→ Data to process
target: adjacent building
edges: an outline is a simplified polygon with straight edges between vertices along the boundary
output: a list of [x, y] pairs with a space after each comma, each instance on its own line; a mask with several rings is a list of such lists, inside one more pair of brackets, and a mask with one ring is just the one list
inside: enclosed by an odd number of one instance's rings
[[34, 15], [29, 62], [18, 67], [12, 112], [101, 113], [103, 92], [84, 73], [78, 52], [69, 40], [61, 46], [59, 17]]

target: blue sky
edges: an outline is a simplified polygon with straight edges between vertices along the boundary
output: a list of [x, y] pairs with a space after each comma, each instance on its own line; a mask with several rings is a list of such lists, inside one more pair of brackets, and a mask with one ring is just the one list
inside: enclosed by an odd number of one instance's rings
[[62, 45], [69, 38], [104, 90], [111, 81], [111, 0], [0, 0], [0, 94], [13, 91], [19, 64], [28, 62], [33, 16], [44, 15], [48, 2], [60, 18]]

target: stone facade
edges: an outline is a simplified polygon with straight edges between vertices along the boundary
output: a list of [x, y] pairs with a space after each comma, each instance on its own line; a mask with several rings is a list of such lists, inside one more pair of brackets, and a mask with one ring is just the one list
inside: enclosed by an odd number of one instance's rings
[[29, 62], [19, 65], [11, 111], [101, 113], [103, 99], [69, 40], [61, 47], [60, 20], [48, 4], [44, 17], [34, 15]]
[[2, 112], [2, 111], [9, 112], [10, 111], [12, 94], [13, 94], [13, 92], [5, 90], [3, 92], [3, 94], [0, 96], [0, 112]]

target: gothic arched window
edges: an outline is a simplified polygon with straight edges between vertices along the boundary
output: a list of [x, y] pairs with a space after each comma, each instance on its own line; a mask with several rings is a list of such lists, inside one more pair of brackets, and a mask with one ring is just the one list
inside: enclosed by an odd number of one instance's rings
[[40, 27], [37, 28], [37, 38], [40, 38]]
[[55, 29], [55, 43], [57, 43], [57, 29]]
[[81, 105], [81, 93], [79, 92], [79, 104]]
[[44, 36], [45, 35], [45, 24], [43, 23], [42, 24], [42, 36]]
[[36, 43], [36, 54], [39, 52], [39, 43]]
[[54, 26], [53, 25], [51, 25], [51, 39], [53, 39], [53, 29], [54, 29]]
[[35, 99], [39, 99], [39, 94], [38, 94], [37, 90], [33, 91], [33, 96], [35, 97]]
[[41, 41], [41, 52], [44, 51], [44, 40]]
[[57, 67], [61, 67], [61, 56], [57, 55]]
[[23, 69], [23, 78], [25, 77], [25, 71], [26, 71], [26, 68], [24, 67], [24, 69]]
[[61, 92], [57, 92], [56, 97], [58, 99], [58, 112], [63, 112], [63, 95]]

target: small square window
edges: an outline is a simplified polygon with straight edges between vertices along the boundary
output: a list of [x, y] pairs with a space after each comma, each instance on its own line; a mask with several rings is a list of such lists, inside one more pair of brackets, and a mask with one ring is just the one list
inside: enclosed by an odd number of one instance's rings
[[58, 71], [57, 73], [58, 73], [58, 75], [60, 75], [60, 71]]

→ Written exercise
Please express the records as a JSON list of strings, one string per line, omitting blank lines. Begin at the line that contains "target: stone facade" and continue through the end of the records.

→ The solution
[
  "target: stone facade",
  "edges: an outline is a simplified polygon with straight edges between vertices along the boundary",
  "output: a list of [x, y] pairs with a space after each comma, each instance on its own line; a mask with several rings is a list of such lists, inside one more pair of brackets, and a mask with one ring is just the one list",
  "inside: enclosed by an odd number of one instance's rings",
  "[[29, 62], [19, 65], [11, 111], [101, 113], [103, 99], [69, 40], [61, 47], [60, 20], [48, 4], [44, 17], [34, 15]]",
  "[[2, 112], [2, 111], [9, 112], [10, 111], [12, 94], [13, 94], [13, 92], [5, 90], [3, 92], [3, 94], [0, 96], [0, 112]]",
  "target: gothic arched window",
  "edges: an outline is a simplified polygon with straight edges between vertices along the boundary",
  "output: a list of [x, y] pairs with a space after each comma, each instance on its own line; a mask with several rings is a list of such lists, inside one more pair of brackets, and a mask with one ring is just the one list",
  "inside: enclosed by an odd number of one instance's rings",
  "[[40, 27], [37, 28], [37, 38], [40, 38]]",
  "[[55, 29], [55, 43], [57, 43], [57, 29]]",
  "[[81, 105], [81, 93], [79, 92], [79, 104]]",
  "[[44, 36], [45, 35], [45, 24], [43, 23], [42, 24], [42, 36]]",
  "[[36, 43], [36, 54], [39, 52], [39, 43]]",
  "[[54, 26], [53, 25], [51, 25], [51, 39], [53, 39], [53, 29], [54, 29]]",
  "[[35, 99], [39, 99], [39, 94], [38, 94], [37, 90], [33, 91], [33, 96], [35, 97]]",
  "[[41, 41], [41, 52], [44, 51], [44, 40]]",
  "[[57, 67], [61, 67], [61, 56], [57, 55]]",
  "[[23, 69], [23, 78], [25, 77], [25, 71], [26, 71], [26, 68], [24, 67], [24, 69]]",
  "[[61, 92], [57, 92], [56, 97], [58, 99], [58, 112], [63, 112], [63, 95]]",
  "target: small square window",
  "edges: an outline is a simplified polygon with straight edges between vertices along the boundary",
  "output: a list of [x, y] pairs with a space after each comma, each instance on its own line; a mask with several rings is a list of such lists, inside one more pair of brackets, and a mask with one ring is just the one list",
  "inside: enclosed by an odd number of one instance's rings",
  "[[58, 71], [57, 73], [58, 73], [58, 75], [60, 75], [60, 71]]"
]